[Aim of the exercise]
Starting at the line containing "trace construction worker, every instance" and ending at the end of the listing, copy those lines with "construction worker" changed to "building laborer" and everything else left unchanged.

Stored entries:
════════════════════
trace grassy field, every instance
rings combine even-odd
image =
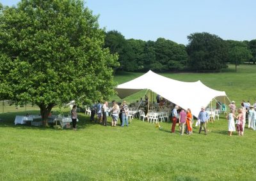
[[[226,91],[237,103],[248,99],[252,102],[256,96],[255,68],[240,66],[237,73],[231,67],[216,74],[163,75],[182,81],[200,80]],[[122,83],[140,75],[126,73],[115,78]],[[127,99],[132,102],[144,93]],[[19,115],[26,113],[20,110]],[[78,130],[74,131],[14,126],[17,114],[0,114],[0,180],[256,179],[256,132],[246,128],[243,137],[236,133],[227,136],[224,115],[208,124],[208,135],[199,134],[194,126],[192,135],[180,136],[178,127],[175,134],[170,133],[170,122],[161,123],[162,129],[138,119],[129,127],[104,127],[80,113]]]

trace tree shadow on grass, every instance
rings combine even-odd
[[[225,131],[225,130],[214,130],[214,131],[212,131],[211,132],[218,133],[218,134],[224,134],[224,135],[228,134],[228,131]]]

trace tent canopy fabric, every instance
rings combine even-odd
[[[185,110],[190,108],[196,117],[201,107],[206,107],[213,99],[222,103],[230,102],[225,91],[211,89],[200,80],[195,82],[178,81],[156,74],[151,70],[115,88],[121,99],[143,89],[151,90]]]

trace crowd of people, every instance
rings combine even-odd
[[[226,117],[228,122],[228,135],[232,136],[232,132],[237,131],[238,135],[243,136],[246,117],[248,127],[256,130],[256,101],[253,105],[251,105],[249,101],[247,103],[242,101],[241,107],[237,109],[237,115],[235,103],[235,101],[232,101],[228,105],[230,112]]]
[[[159,106],[163,105],[164,99],[159,95],[156,97],[157,103]],[[141,99],[141,102],[142,99]],[[148,103],[148,98],[145,98],[145,103]],[[162,103],[163,105],[160,105]],[[248,127],[249,129],[256,130],[256,101],[251,105],[250,101],[246,103],[242,101],[241,107],[237,109],[235,101],[232,101],[228,105],[230,112],[226,116],[228,120],[228,135],[232,136],[232,133],[237,131],[238,135],[243,136],[244,127],[246,122],[246,117],[248,120]],[[107,126],[107,117],[110,113],[111,115],[111,126],[116,127],[118,119],[120,121],[120,126],[128,126],[128,111],[129,106],[125,101],[122,103],[112,101],[112,105],[110,108],[108,108],[108,101],[105,101],[103,104],[100,101],[97,103],[93,104],[90,107],[91,115],[90,120],[96,123],[99,122],[103,126]],[[238,114],[236,115],[237,112]],[[96,115],[96,119],[95,116]],[[73,129],[76,130],[76,119],[77,118],[76,113],[76,106],[74,105],[71,110],[71,116],[73,124]],[[177,124],[179,124],[180,133],[183,135],[184,133],[188,134],[193,133],[193,115],[189,108],[185,111],[184,109],[179,108],[175,105],[171,111],[170,117],[172,120],[171,126],[172,133],[174,133]],[[200,134],[202,131],[204,131],[205,134],[207,134],[207,124],[210,118],[209,115],[205,111],[205,108],[202,106],[201,111],[198,115],[196,124],[199,126],[199,132]]]
[[[112,106],[108,107],[108,101],[102,104],[100,101],[95,103],[90,106],[91,115],[90,120],[95,123],[102,124],[103,126],[108,126],[108,115],[111,115],[111,126],[116,127],[118,119],[120,120],[120,126],[124,127],[128,126],[128,111],[129,107],[125,101],[122,103],[118,103],[115,101],[112,101]],[[97,118],[95,119],[95,117]]]

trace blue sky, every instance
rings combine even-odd
[[[0,0],[4,5],[18,0]],[[188,44],[187,36],[207,32],[223,40],[256,39],[255,0],[87,0],[100,27],[126,39],[164,38]]]

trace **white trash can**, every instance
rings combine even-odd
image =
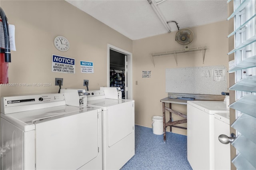
[[[153,116],[152,118],[153,133],[156,134],[162,134],[164,133],[163,117]]]

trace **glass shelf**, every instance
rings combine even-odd
[[[228,36],[228,38],[230,36],[233,35],[234,34],[235,34],[235,33],[236,33],[236,32],[238,32],[239,30],[241,30],[243,27],[245,26],[246,24],[247,24],[251,20],[252,20],[252,19],[253,19],[256,16],[256,14],[253,15],[253,16],[251,17],[249,20],[246,21],[241,26],[238,27],[236,30],[235,30],[232,32],[232,33],[231,33]]]
[[[256,118],[246,114],[242,114],[232,124],[231,127],[256,144]],[[250,130],[248,130],[248,129],[250,129]]]
[[[227,20],[228,20],[231,18],[234,17],[234,16],[236,15],[236,14],[238,14],[239,11],[241,11],[244,8],[244,7],[245,7],[248,4],[249,2],[249,0],[244,0],[244,2],[241,3],[240,5],[239,5],[239,6],[238,6],[236,8],[236,10],[235,10],[234,12],[233,12],[232,14],[230,16],[230,17],[228,18]]]
[[[241,70],[256,67],[256,55],[254,55],[247,58],[240,63],[232,68],[228,72],[233,73],[237,70]]]
[[[255,169],[255,168],[253,167],[241,154],[239,154],[236,156],[232,162],[238,170],[253,170]]]
[[[241,134],[231,144],[252,166],[256,167],[256,145],[254,142]]]
[[[244,96],[230,105],[229,107],[256,117],[256,96]]]
[[[228,89],[238,91],[256,92],[256,75],[247,76]]]
[[[243,48],[246,47],[246,46],[253,43],[254,42],[256,42],[256,36],[254,36],[253,37],[252,37],[248,40],[244,41],[244,42],[241,43],[239,45],[238,45],[236,48],[233,49],[232,51],[228,53],[228,55],[230,55],[232,53],[236,52],[236,51],[242,49]]]

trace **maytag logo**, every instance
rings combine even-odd
[[[28,99],[13,100],[13,101],[8,101],[7,103],[8,104],[19,103],[22,103],[22,102],[34,102],[35,101],[35,100],[34,99]]]
[[[20,103],[20,100],[14,100],[12,101],[8,101],[8,104],[18,103]]]

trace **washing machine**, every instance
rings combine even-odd
[[[218,113],[214,115],[214,169],[230,170],[230,145],[219,141],[221,134],[230,136],[229,113]]]
[[[100,109],[66,105],[61,93],[1,100],[1,169],[102,169]]]
[[[188,101],[188,160],[196,170],[214,169],[214,115],[229,113],[224,101]]]
[[[119,170],[135,154],[134,101],[107,98],[106,90],[87,91],[87,105],[102,110],[103,169]]]

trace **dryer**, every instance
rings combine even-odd
[[[188,101],[187,109],[188,160],[193,169],[215,169],[214,115],[229,109],[224,101]]]
[[[101,111],[64,95],[2,97],[1,169],[101,169]]]
[[[87,91],[87,105],[102,110],[103,169],[119,170],[135,154],[134,101],[107,99],[104,91]]]

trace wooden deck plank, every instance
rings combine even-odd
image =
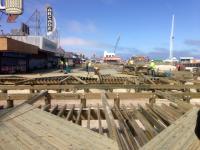
[[[17,112],[17,116],[12,114],[13,116],[9,117],[9,119],[6,120],[5,118],[5,120],[1,120],[0,122],[0,124],[6,124],[12,131],[20,134],[19,138],[21,140],[23,139],[24,142],[35,136],[40,137],[43,144],[51,143],[47,145],[54,147],[54,149],[118,149],[116,142],[111,139],[68,122],[53,114],[34,108],[33,106],[32,108],[34,109],[30,107],[30,111],[27,111],[26,107],[23,109],[25,112],[19,109],[21,111]],[[19,129],[19,127],[21,127],[21,129]],[[24,127],[25,130],[22,130],[22,127]],[[2,137],[1,134],[0,137]],[[8,140],[11,139],[8,138]],[[36,139],[33,140],[34,141],[31,142],[29,141],[29,144],[36,144],[39,142],[35,141]],[[14,138],[13,142],[16,143]],[[5,146],[4,142],[2,142],[2,144],[1,147]],[[17,143],[17,145],[19,144],[20,143]],[[16,146],[8,146],[10,146],[9,149],[15,150]],[[48,149],[47,147],[43,148]],[[29,148],[26,147],[26,149]]]

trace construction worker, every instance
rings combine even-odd
[[[129,61],[129,65],[133,65],[133,60],[131,59],[130,61]]]
[[[156,64],[154,63],[154,61],[153,60],[151,60],[151,63],[150,63],[150,65],[149,65],[149,69],[150,69],[150,71],[151,71],[151,75],[154,77],[155,76],[155,74],[156,74]]]
[[[88,62],[88,74],[89,74],[89,72],[90,72],[90,70],[91,70],[91,67],[92,67],[92,62],[89,61],[89,62]]]
[[[68,62],[66,61],[66,62],[65,62],[65,73],[69,73],[69,72],[70,72],[69,64],[68,64]]]
[[[196,121],[196,127],[195,127],[195,134],[200,140],[200,110],[197,113],[197,121]]]
[[[64,69],[64,62],[60,60],[60,71],[63,72]]]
════════════════════
[Answer to the problem]
trace building laborer, every instance
rings combine even-odd
[[[129,61],[129,65],[133,65],[133,60],[131,59],[130,61]]]
[[[156,64],[154,63],[154,61],[153,60],[151,60],[151,63],[150,63],[150,65],[149,65],[149,69],[150,69],[150,71],[151,71],[151,75],[154,77],[155,76],[155,74],[156,74]]]
[[[88,62],[88,74],[89,74],[89,72],[90,72],[90,70],[91,70],[91,67],[92,67],[92,62],[89,61],[89,62]]]
[[[68,62],[66,61],[66,62],[65,62],[65,73],[69,73],[69,72],[70,72],[69,64],[68,64]]]
[[[196,121],[196,127],[195,127],[195,134],[200,140],[200,110],[197,113],[197,121]]]
[[[64,69],[64,62],[60,60],[60,71],[63,72]]]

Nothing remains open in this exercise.